> [Your goal]
Count how many rows below contain the string "motorboat", treating uppercase and lowercase as different. Reply with the number alone.

•••

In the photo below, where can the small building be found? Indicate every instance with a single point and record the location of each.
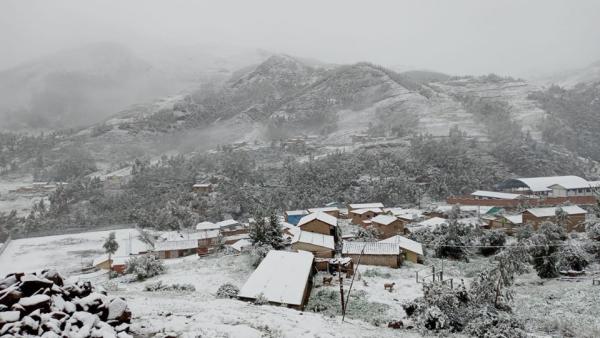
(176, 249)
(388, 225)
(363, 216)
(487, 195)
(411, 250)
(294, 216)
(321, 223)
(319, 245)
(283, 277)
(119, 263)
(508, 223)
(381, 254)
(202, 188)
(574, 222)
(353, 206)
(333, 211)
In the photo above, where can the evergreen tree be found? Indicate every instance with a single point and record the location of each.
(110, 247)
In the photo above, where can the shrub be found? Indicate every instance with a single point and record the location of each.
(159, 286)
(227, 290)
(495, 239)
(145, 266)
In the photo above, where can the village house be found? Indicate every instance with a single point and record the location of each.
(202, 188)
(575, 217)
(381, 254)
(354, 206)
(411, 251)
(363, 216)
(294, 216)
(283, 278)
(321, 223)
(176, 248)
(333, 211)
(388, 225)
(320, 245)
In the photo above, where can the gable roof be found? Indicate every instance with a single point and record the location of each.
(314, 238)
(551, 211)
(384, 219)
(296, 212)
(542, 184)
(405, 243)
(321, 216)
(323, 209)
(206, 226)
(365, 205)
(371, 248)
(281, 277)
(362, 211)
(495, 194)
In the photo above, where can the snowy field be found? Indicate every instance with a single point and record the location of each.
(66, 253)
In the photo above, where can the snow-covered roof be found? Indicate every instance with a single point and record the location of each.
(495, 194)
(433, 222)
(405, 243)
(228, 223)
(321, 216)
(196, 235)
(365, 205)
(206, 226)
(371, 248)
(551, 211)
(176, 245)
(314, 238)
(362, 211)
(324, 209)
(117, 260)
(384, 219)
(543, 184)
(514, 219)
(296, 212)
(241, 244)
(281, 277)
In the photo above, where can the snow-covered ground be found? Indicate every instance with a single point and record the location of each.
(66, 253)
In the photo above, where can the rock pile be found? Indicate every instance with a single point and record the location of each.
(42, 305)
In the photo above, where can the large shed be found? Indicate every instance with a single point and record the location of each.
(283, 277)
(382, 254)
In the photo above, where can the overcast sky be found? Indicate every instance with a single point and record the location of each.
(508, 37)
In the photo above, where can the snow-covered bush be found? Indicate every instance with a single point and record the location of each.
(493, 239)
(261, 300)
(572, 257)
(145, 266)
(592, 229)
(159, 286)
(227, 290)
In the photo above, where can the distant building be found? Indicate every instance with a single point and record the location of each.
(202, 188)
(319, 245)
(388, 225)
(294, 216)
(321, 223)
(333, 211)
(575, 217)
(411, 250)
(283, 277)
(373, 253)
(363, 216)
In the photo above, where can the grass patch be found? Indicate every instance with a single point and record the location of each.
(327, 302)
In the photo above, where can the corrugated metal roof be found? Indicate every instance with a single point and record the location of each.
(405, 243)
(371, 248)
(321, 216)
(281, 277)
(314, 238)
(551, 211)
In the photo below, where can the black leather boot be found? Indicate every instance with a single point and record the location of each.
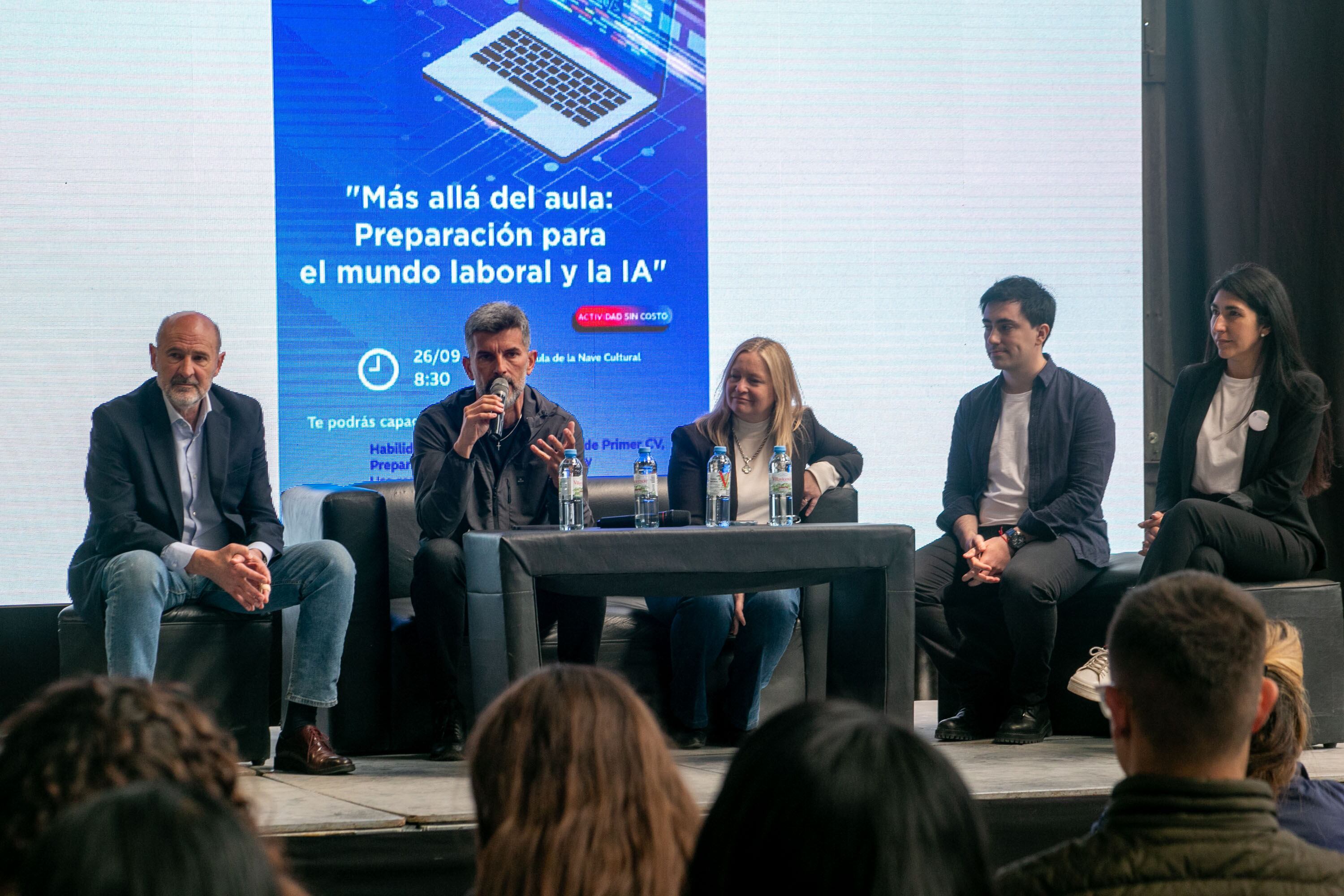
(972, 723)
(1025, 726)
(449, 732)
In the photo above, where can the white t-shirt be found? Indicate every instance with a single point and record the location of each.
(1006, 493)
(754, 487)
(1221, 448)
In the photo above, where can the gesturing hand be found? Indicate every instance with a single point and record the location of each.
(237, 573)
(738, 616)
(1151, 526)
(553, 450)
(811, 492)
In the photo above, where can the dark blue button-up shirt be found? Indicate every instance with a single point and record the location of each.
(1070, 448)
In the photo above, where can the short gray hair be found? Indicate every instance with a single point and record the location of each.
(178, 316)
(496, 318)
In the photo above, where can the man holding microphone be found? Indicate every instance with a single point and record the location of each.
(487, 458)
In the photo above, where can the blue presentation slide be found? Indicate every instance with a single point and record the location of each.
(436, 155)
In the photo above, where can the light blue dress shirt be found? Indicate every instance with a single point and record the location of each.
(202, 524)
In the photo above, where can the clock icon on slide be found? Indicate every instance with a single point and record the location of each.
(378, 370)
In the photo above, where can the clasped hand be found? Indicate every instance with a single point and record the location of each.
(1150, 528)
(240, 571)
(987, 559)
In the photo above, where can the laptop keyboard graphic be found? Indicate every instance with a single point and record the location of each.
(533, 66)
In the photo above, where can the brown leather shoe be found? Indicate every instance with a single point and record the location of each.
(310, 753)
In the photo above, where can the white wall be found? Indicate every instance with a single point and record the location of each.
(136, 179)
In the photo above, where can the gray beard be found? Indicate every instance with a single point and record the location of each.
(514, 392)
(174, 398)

•••

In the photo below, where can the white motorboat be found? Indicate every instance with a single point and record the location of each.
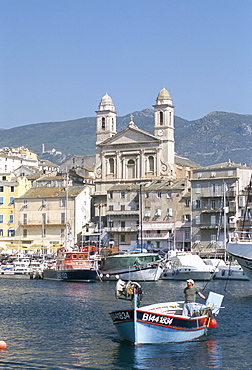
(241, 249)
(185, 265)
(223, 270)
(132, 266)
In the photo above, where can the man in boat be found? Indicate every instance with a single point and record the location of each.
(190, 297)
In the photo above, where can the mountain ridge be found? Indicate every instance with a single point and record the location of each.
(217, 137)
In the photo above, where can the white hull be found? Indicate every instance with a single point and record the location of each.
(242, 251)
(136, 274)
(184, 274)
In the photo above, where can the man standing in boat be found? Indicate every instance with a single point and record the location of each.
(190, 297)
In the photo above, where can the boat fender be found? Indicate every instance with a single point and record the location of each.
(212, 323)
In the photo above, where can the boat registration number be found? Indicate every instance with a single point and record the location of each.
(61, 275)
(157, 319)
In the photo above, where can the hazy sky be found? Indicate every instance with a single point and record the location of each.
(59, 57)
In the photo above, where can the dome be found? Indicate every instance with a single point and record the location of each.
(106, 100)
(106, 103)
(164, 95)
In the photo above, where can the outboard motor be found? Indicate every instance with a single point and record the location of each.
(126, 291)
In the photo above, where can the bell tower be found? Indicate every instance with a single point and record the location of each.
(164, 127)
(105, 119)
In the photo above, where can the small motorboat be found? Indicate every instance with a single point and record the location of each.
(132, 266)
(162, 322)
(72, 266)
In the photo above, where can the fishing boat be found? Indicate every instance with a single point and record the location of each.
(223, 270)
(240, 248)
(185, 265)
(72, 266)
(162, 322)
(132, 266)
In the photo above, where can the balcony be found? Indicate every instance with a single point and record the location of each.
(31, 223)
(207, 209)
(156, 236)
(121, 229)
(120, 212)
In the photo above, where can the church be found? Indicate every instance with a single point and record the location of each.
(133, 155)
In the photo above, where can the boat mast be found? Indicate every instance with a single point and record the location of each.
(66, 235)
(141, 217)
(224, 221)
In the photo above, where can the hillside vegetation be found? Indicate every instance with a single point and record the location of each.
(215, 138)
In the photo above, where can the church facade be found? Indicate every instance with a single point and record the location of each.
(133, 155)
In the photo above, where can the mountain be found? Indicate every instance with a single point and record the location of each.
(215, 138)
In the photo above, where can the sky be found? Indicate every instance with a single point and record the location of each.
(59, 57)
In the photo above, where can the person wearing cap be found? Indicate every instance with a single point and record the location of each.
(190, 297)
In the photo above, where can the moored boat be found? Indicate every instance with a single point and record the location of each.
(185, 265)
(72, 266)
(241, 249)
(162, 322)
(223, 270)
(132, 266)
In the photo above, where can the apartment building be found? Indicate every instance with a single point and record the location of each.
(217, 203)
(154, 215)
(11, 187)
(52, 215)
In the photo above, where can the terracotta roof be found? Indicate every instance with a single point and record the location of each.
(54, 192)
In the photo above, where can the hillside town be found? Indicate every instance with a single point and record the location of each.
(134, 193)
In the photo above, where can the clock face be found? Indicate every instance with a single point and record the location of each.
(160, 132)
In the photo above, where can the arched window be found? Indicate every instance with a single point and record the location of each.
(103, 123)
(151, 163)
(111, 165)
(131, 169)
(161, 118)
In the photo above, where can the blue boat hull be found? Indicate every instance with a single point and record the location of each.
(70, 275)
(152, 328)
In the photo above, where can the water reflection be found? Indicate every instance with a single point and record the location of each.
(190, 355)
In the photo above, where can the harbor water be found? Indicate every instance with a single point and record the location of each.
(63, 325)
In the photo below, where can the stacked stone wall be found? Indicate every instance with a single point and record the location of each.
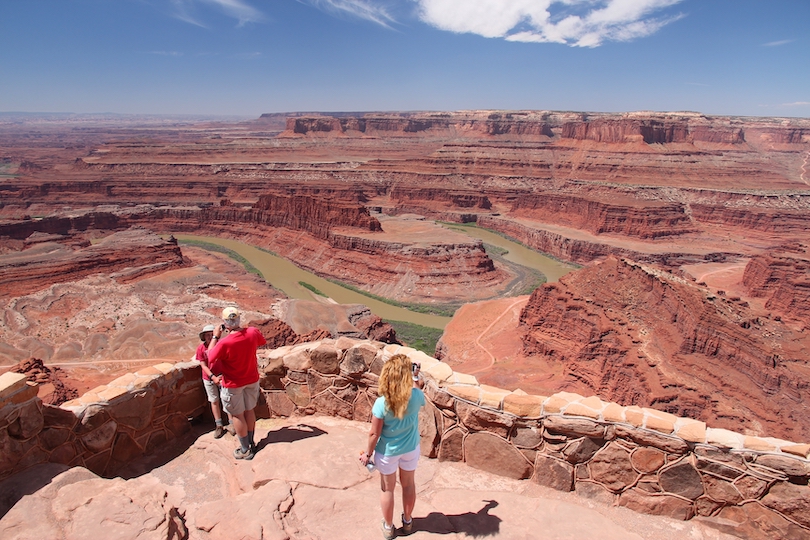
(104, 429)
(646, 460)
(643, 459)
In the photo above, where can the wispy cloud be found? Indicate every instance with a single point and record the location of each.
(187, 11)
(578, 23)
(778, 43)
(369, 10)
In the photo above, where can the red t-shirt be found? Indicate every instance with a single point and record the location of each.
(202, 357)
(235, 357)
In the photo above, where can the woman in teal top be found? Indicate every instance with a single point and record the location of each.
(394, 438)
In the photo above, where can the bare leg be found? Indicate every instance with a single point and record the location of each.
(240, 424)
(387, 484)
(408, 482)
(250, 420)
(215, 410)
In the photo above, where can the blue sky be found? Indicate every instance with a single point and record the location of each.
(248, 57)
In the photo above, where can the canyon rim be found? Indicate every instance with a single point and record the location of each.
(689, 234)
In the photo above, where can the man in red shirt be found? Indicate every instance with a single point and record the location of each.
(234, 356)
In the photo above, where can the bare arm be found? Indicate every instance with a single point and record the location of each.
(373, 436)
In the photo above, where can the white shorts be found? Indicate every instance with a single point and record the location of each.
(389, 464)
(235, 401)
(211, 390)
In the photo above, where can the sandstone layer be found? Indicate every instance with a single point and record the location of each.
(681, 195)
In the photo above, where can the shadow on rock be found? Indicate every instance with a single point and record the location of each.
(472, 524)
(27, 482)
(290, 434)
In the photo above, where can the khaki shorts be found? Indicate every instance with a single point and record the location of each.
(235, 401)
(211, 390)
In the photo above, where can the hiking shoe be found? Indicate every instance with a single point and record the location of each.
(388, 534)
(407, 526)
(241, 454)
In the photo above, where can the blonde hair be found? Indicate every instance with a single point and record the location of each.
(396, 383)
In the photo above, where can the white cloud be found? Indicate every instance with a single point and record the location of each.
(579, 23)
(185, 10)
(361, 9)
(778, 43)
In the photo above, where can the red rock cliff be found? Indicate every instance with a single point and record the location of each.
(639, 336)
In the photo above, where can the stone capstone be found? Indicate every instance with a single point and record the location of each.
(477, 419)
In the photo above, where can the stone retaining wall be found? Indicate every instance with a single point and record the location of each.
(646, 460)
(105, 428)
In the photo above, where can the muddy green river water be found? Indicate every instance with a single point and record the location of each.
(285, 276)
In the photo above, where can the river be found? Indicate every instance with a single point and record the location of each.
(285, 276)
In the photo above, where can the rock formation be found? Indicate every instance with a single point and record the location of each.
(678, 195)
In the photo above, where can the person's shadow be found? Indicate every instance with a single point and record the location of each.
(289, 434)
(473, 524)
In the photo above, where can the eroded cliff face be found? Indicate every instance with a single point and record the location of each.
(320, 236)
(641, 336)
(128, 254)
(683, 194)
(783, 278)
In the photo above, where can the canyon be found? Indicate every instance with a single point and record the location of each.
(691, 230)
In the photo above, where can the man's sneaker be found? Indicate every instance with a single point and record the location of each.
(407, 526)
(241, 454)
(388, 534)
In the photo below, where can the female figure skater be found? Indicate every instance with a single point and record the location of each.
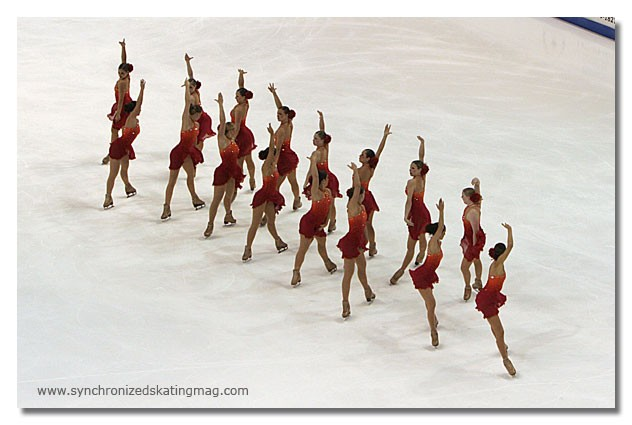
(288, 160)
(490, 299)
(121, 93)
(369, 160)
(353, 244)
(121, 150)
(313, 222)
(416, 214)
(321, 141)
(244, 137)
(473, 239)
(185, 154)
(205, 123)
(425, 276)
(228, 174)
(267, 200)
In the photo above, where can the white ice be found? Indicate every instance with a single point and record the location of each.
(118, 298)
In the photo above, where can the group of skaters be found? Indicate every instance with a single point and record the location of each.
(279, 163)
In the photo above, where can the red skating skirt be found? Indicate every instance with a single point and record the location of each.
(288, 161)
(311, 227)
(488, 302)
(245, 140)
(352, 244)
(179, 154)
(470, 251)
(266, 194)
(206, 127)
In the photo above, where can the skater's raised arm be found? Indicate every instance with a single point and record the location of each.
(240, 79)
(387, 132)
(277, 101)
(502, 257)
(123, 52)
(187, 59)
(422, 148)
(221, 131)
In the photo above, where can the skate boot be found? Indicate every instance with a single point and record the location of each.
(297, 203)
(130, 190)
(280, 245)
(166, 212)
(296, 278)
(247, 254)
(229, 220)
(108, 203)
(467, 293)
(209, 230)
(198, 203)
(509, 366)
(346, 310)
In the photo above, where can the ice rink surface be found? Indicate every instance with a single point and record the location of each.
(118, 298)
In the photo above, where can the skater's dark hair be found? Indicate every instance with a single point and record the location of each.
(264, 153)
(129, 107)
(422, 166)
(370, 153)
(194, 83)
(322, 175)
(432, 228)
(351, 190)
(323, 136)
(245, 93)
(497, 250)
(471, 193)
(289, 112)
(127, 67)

•••

> [Result of the exercise]
2